++++ STORED RECORDS

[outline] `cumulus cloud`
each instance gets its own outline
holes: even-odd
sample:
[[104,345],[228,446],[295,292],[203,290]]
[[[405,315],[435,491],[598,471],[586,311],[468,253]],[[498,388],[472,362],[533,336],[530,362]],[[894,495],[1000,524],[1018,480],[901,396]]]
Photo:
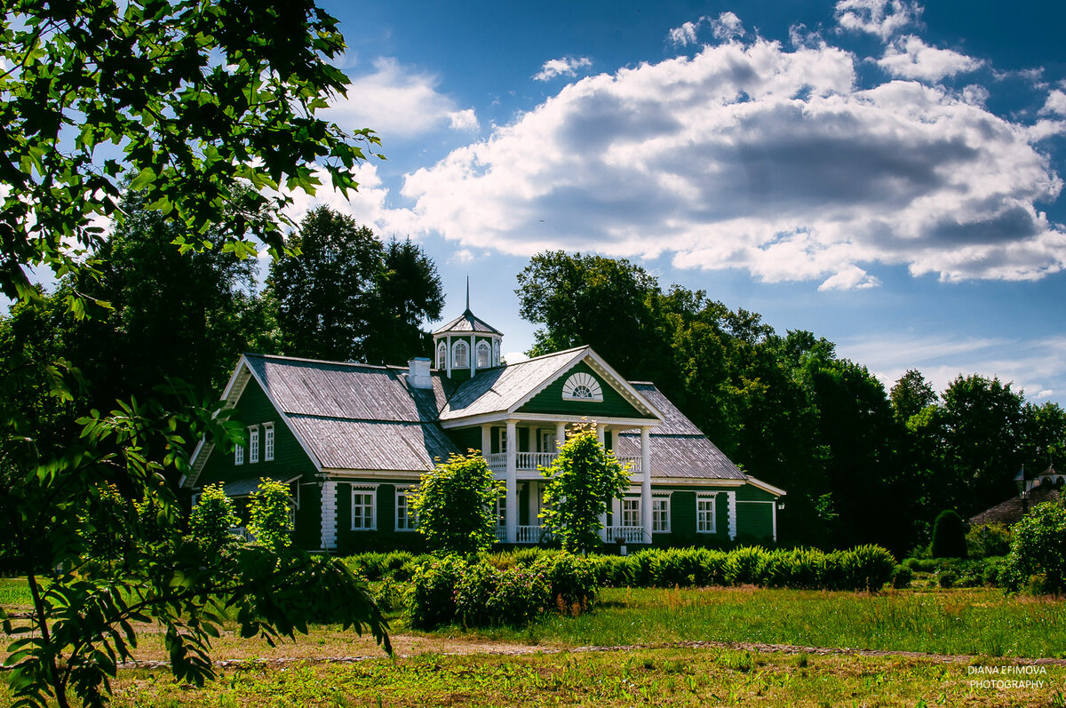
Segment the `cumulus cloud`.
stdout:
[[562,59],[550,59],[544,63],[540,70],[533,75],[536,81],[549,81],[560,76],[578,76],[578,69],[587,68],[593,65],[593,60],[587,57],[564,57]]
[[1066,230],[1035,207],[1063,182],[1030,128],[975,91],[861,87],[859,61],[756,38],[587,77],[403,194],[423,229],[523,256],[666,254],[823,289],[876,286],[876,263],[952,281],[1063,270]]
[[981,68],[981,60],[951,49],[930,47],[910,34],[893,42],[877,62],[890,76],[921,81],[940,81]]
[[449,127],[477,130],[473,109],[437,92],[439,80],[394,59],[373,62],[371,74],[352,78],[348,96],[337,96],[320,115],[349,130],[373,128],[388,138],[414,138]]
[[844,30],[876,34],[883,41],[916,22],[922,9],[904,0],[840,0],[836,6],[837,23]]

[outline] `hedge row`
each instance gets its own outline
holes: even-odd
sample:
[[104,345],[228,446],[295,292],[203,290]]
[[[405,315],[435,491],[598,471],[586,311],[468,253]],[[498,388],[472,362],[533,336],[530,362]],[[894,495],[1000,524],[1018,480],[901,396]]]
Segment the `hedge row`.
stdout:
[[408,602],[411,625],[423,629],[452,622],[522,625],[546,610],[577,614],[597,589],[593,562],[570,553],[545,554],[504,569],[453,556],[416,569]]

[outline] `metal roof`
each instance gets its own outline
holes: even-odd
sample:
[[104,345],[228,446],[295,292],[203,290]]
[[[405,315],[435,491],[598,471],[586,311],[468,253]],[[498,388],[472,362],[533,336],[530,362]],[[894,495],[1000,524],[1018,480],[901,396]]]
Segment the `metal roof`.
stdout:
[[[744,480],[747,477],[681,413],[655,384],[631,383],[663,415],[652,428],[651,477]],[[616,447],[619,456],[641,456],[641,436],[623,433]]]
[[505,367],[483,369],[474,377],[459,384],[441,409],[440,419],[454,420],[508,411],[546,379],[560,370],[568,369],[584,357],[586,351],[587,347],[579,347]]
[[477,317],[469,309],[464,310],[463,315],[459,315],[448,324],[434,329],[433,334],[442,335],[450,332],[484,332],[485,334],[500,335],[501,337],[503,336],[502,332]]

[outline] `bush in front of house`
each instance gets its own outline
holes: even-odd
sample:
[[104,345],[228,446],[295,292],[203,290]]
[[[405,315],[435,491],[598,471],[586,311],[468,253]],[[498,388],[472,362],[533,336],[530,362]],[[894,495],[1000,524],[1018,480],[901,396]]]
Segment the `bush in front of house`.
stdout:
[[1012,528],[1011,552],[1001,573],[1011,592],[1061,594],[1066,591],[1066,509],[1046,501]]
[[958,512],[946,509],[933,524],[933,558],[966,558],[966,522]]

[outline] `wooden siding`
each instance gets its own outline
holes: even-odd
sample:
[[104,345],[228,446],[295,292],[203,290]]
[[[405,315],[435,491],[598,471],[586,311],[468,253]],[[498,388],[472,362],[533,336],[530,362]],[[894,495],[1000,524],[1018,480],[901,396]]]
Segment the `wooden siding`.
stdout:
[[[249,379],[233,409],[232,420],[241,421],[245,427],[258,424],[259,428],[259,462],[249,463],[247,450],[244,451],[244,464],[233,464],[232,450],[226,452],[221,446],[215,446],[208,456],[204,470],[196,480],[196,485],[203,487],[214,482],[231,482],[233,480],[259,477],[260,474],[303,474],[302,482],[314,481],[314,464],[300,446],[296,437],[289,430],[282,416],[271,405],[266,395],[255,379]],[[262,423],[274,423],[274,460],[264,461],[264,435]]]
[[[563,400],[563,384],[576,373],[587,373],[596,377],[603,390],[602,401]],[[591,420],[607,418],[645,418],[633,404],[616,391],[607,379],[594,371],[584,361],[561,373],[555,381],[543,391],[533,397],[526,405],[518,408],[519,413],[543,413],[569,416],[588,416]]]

++++++++

Extract every line of the data above that contains the word "wooden".

[outline] `wooden siding`
Segment the `wooden siding`.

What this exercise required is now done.